### Goal 1
Return the stretch of the homemade sauerkraut blog post from "Homemade Saurkraut" through "keep it crunchier.".

• • • • •

Search This Blog

Saturday, June 30, 2012

Homemade Saurkraut

I have always wanted one of these traditional German kraut crocks, but never found one that was reasonably priced.  Well, I finally found one.  I've made saurkraut before with mixed results. We'll see how this one goes with the right equipment.  Cabbage and sault; doesn't get much more basic.
 I shredded it by hand.  It didn't take but a few minutes.  It may be a little thicker than it's would be otherwise, but who cares.  The extra thickness may even keep it crunchier.
I bought three big heads.  They weighed in at about 10.5 lbs.  I used 6.25 tbs pickling salt, layered.
The crock comes in four pieces.  The main unit, two weights (so the brine always covers whatever you are pickling), and the lid.  The main unit has a deep well (after the lid is put on you fill the well with water) and the lid is slotted so that as fermentation occurs the gases will escape, but nothing can get in.
You can see the slots in the lid in this picture.  This is where the gases escape past the water in the well.
This is the whole crock full of cabbage before I beat it down (after the salt wilted it slightly).
Here it is beat down with the weights in place.  I will give it a few hours to produce as much brine on its own.  As the salt reacts with the cabbage, it will release water and make the brine.  If it doesn't make enought to cover all the cabbage and weights by at least an inch (which it probably won't), I will make enough brine to cover properly (1.5 tbl pickling salt per quart of water).
Of course I did another small batch of pickles today too.  We get way more cucumbers than we can eat each week, so whatever is left on Saturday get made into pickles.  I will be glad I did it in the winter.

• • • • •

### Goal 2
Retype the stretch of the records below from the line containing "Mark each instance of the crenellated" through the last line of the records.

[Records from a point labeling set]
• • • • •

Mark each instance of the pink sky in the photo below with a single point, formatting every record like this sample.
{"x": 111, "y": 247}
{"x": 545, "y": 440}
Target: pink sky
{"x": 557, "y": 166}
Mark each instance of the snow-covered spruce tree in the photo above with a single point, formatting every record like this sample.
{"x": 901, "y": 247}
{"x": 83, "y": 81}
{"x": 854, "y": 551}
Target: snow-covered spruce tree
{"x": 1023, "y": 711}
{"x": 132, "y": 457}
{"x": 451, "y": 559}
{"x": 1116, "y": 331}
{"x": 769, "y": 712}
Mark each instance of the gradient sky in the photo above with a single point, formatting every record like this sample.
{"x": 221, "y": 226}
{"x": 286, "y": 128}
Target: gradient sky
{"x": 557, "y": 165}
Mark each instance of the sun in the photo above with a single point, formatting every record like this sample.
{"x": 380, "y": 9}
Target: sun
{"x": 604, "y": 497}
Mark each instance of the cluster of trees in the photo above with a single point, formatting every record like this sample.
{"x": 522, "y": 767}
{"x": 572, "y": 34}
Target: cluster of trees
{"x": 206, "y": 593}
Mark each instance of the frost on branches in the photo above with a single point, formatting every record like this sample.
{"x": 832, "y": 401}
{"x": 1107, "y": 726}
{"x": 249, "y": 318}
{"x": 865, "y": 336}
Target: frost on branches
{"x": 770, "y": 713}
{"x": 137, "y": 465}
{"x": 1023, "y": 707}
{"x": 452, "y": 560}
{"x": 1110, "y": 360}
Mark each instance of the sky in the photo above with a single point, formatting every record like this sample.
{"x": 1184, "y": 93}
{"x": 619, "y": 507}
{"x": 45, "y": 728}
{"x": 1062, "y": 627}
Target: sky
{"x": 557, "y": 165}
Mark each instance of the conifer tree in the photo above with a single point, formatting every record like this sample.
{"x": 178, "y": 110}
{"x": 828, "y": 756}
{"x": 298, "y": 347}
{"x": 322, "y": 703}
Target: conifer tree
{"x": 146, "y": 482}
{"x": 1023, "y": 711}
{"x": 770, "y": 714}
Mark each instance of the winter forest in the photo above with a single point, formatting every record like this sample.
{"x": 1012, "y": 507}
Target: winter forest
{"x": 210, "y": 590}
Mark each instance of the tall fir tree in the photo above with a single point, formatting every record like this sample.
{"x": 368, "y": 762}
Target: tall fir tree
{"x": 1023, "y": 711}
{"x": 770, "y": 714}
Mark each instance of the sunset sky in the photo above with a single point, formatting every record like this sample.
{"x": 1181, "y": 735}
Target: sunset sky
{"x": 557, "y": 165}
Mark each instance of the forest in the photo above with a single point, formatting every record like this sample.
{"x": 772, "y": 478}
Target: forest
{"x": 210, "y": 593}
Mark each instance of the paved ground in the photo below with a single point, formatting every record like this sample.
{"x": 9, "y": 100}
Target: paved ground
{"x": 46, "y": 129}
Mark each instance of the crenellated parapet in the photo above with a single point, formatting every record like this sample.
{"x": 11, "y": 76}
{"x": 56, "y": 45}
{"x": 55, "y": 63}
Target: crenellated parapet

• • • • •

### Written solution 1
Homemade Saurkraut

I have always wanted one of these traditional German kraut crocks, but never found one that was reasonably priced.  Well, I finally found one.  I've made saurkraut before with mixed results. We'll see how this one goes with the right equipment.  Cabbage and sault; doesn't get much more basic.
 I shredded it by hand.  It didn't take but a few minutes.  It may be a little thicker than it's would be otherwise, but who cares.  The extra thickness may even keep it crunchier.

### Written solution 2
Mark each instance of the crenellated parapet in the photo above with a single point, formatting every record like this sample.
{"x": 11, "y": 76}
{"x": 56, "y": 45}
{"x": 55, "y": 63}
Target: crenellated parapet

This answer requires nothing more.